= 本文抜粋 =

☆ ☆ ☆ ☆ ☆

中国国防部は11月23日、東海防空識別区、即ち東シナ海における防空識別圏 (Air Defense Identification Zone:以下、ADIZと言う) の設定を発表した。これに併せて東海防空識別区航空器識別規則を公告した。これが我が国やアメリカ、韓国、台湾など関係諸国との間に軋轢が生じさせることになった。

ADIZとは何か。ADIZの設定は、航空機の発達と無縁ではない。国家は、その領土あるいは内水又は領海に対して主権を有するが、その主権はそれらの上空にも及ぶ。そして、国家を防衛することは、領土、領海、領空における主権、即ち対外的な独立性を維持することに他ならない。従って、国家は、これらに無断で侵入するものを排除する権利を有する。他方、中国も批准している国連海洋法条約では公海に関する部の第86条で、「いずれの国の排他的経済水域、領海若しくは内水又はいずれの群島国の群島水域にも含まれない海洋のすべての部分に適用する」として、それに続く第87条第1項bに「上空飛行の自由」が明記されている。さらに、第58条第1項に「すべての国は、・・・排他的経済水域において、・・・第87条に定める航行及び上空飛行の自由・・・を享有する」と定めている。また、沿岸国は、領海を航行する外国船舶に対しては軍艦を含め、無害航行権を認めなければならないが、領空についてはこの様な規定はない。

☆ ☆ ☆ ☆ ☆

= 収録資料 =
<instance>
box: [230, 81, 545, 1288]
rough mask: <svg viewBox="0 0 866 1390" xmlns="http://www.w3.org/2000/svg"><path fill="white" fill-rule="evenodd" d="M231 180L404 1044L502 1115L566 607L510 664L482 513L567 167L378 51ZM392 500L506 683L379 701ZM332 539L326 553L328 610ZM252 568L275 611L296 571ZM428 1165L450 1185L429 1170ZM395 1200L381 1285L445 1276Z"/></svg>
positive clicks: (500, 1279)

☆ ☆ ☆ ☆ ☆

= 課題一覧 =
(1) 次の(a)〜(c)の記述は、本文の内容と合っているか。それぞれ「はい」か「いいえ」で答え、判断の根拠となる本文の語句をそのまま引用しなさい。
(a) 中国国防部は11月23日に、東シナ海における防空識別圏の設定を発表した。
(b) 国連海洋法条約では、領空を飛行する外国の航空機にも無害航行権を認めるよう定めている。
(c) 中国は国連海洋法条約を批准していない。
(2) 本文のうち、「ADIZとは何か。ADIZの」から「ついてはこの様な規定はない。」までの部分を、一字も変えずに書き写しなさい。
(3) 本文で、ADIZの設定によって中国との間に軋轢が生じた関係諸国として名前が挙がっている国・地域をすべて書き出しなさい。

= 課題の解答 =
(1)
(a) はい。「中国国防部は11月23日、東海防空識別区、即ち東シナ海における防空識別圏」「の設定を発表した」
(b) いいえ。「領空についてはこの様な規定はない」
(c) いいえ。「中国も批准している国連海洋法条約」

(2)
ADIZとは何か。ADIZの設定は、航空機の発達と無縁ではない。国家は、その領土あるいは内水又は領海に対して主権を有するが、その主権はそれらの上空にも及ぶ。そして、国家を防衛することは、領土、領海、領空における主権、即ち対外的な独立性を維持することに他ならない。従って、国家は、これらに無断で侵入するものを排除する権利を有する。他方、中国も批准している国連海洋法条約では公海に関する部の第86条で、「いずれの国の排他的経済水域、領海若しくは内水又はいずれの群島国の群島水域にも含まれない海洋のすべての部分に適用する」として、それに続く第87条第1項bに「上空飛行の自由」が明記されている。さらに、第58条第1項に「すべての国は、・・・排他的経済水域において、・・・第87条に定める航行及び上空飛行の自由・・・を享有する」と定めている。また、沿岸国は、領海を航行する外国船舶に対しては軍艦を含め、無害航行権を認めなければならないが、領空についてはこの様な規定はない。

(3) 我が国、アメリカ、韓国、台湾